- [WRITTEN PROBLEM 1]: Do these statements agree with the text on power and effect sizes? (a) The text recommends calculating post-hoc power once a study is finished. (b) Working out the smallest effect size detectable with a known sample size is also called a sensitivity power analysis. (c) The height difference between men and women counts as a medium effect size. Answer yes or no for each and quote the deciding words.
- [WRITTEN PROBLEM 2]: According to the text on power and effect sizes, what does an unstandardised difference such as the height gap depend on? List every one.
- [WRITTEN PROBLEM 3]: Write what comes next in the text on power and effect sizes, starting after its final sentence.

- [DOCUMENT TEXT]:
Hopefully that gives you an idea of how we use power to determine sample sizes for studies - and that the sample size should not just be pulled out of thin air. Both of these approaches described above a priori power analyses as you are stating the power level you want before (a priori means before) the study - though the second approach of determining the smallest effect size you can determine based on a known sample size is also referred to as a sensitivity power analysis. However, you may now be thinking though, if everything is connected, then can we use the effect size from our study and the sample size to determine the power of the study after we have run it? No! Well, you can but it would be wrong to do so. This is actually called Observed or Post-Hoc power and most papers would discourage you from calculating it on the grounds that the effect size you are using is not the true effect size of the population you are interested in; it is just the effect size of your sample. As such any indication of power from this analysis is misleading. Avoid doing this. You can read more about why, here, in your own time if you like: Lakens (2014) Observed Power, and what to do if your editor asks for post-hoc power analyses. In brief, Observed Power conflates the effect size of the sample with the effect size within the population and those two are not the same. Stick to using only a priori power analyses approaches and use them to determine your required sample size or achievable reliable effect size.

So let’s jump into this a bit now and start running some analyses to help further our understanding of alpha, power, effect sizes and sample size! We will start by looking at effect sizes, before moving on to calculating power.

10.2 Effect Size By Hand

There are a number of different “effect sizes” that you can choose to calculate but a common one for t-tests, as we have seen previously, is Cohen’s d: the standardised difference between two means (in units of SD) and is written as d = effect-size-value. The key point is that Cohen’s d is a standardised difference, meaning that it can be used to compare against other studies regardless of how the measurement was made. Take for example height differences in men and women which is estimated at about 5 inches (12.7 cm). That in itself is an effect size, but it is an unstandardised effect size in that for every sample that you test, that difference is dependent on the measurement tools, the measurement scale, and the errors contained within them (Note: ask Helena about the time she photocopied some rulers). As such using a standardised effect size allows you to make comparisons across studies regardless of measurement error. In standardised terms, the height difference above is considered a medium effect size (d = 0.5) which Cohen (1988, as cited by Schafer and Schwarz (2019)) defined as representing “an effect likely to be visible to the naked eye of a careful observer”. Cohen (1988) in fact stated three sizes of Cohen’s d that people could use as a guide:


Effect size Cohen’s d value
small to medium .2 to .5
medium to large .5 to .8
large > .8


You may wish to read this paper later about different effect sizes in psychology - Schafer and Schwarz (2019) The Meaningfulness of Effect Sizes in Psychological Research: Differences Between Sub-Disciplines and the Impact of Potential Biases.

The thing to note is that the formula is slightly different depending on the type of t-test used and it can sometimes change depending on who you read. For this worksheet, let’s go with the following formulas:

  • One-sample t-test & paired-sample t-test:

\[d = \frac{t}{\sqrt{N}}\]

  • Independent t-test:

\[d = \frac{2 \times t}{\sqrt{df}}\]

Let’s now try out some calculations. We will start with just looking at effect sizes from t-tests before calculating power in later tasks.

- [ENTRIES PROVIDED]:

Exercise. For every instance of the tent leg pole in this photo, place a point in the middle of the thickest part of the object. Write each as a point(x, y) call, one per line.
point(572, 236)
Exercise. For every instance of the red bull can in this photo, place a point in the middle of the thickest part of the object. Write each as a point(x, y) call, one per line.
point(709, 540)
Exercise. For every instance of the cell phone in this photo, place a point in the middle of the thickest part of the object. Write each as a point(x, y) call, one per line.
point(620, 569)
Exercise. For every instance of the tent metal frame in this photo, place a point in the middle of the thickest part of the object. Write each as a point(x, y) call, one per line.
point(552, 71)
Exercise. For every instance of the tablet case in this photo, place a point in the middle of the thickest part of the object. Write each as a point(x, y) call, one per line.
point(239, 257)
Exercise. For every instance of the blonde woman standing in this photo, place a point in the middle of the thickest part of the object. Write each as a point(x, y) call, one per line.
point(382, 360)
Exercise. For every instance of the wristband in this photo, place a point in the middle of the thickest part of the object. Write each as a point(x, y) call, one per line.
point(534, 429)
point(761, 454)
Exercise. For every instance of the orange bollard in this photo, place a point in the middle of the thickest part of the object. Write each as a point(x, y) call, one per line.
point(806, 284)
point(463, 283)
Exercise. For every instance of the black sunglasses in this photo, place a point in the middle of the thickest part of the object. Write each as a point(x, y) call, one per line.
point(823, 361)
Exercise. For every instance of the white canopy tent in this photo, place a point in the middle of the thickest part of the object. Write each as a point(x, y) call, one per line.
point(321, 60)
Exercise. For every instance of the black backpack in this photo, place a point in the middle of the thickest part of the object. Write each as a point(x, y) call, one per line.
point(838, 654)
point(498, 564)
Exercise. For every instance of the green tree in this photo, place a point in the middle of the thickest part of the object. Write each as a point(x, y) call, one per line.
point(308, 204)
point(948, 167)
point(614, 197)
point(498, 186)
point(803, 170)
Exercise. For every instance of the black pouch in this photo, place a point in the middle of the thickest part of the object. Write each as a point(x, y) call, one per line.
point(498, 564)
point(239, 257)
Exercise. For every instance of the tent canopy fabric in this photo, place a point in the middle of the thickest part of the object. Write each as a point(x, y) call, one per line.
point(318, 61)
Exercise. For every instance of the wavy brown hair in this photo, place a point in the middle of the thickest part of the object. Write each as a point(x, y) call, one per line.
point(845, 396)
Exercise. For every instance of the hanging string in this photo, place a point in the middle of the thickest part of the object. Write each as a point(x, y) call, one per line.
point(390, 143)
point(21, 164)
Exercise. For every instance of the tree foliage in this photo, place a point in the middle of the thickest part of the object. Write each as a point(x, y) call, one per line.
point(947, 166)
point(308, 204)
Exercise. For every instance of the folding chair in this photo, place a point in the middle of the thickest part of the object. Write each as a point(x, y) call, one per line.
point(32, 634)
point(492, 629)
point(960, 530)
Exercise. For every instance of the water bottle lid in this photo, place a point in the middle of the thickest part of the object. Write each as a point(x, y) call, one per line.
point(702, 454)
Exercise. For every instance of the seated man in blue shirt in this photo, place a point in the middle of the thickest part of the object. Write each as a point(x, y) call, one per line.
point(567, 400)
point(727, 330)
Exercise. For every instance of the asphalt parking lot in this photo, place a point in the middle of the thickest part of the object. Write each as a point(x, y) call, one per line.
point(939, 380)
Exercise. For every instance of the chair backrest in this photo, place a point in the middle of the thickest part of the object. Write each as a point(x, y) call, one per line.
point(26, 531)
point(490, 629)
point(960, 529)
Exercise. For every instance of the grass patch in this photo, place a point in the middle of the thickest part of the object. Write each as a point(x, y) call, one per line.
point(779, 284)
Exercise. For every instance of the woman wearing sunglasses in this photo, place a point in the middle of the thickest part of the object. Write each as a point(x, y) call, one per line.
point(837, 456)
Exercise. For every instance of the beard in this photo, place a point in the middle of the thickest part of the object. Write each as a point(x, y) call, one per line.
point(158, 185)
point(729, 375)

- [OUTPUT 1]:
(a) No: "Avoid doing this."
(b) Yes: "the second approach of determining the smallest effect size you can determine based on a known sample size is also referred to as a sensitivity power analysis"
(c) Yes: "the height difference above is considered a medium effect size (d = 0.5)"

- [OUTPUT 2]:
- the measurement tools
- the measurement scale
- the errors contained within them

- [OUTPUT 3]:
10.2.0.1 Activity 1: Set-up

  • Open RStudio and set the working directory to your chapter folder. Ensure the environment is clear.
    • If you’re using the Rserver, avoid a number of issues by restarting the session - click Session - Restart R
  • Open a new R Markdown document and save it in your working directory. Call the file “APES”.
  • Delete the default R Markdown welcome text and insert a new code chunk that loads the following packages, in this specific order, using the library() function. Remember the solutions if needed.
    • Load the packages in this order, pwr, and tidyverse
    • we have not used the pwr package before so you will likely need to install them using install.packages(). Remember though that you should only do this on your own machine and only in the console window. If you are using the RServer you will not need to install them.

10.2.0.2 Activity 2: Effect size from a one-sample t-test

  • You run a one-sample t-test and discover a significant effect, t(25) = 3.24, p < .05. Using the above formulas, calculate d and determine whether the effect size is small, medium or large.
  • Use the appropriate formula from above for the one-sample t-tests.
  • You have been given a t-value and df (degrees of freedom), you still need to determine n before you calculate d.
  • According to Cohen (1988), the effect size is small (.2 to .5), medium (.5 to .8) or large (> .8).

Answering the following questions to check your answers. The solutions are at the bottom if you need them:

  • Enter, in digits, how many people were run in this study:
  • Which of these codes is the appropriate calculation of d in this instance:
  • Enter the correct value of d for this analysis rounded to 2 decimal places:
  • According to Cohen (1988), the effect size for this t-test would probably be considered:

10.2.0.3 Activity 3: Effect size from between-subjects t-test

  • You run a between-subjects t-test and discover a significant effect, t(30) = 2.9, p < .05. Calculate d and determine whether the effect size is small, medium or large.
  • Use the appropriate formula above for between-subjects t-tests.
  • According to Cohen (1988), the effect size is small (.2 to .5), medium (.5 to .8) or large (> .8).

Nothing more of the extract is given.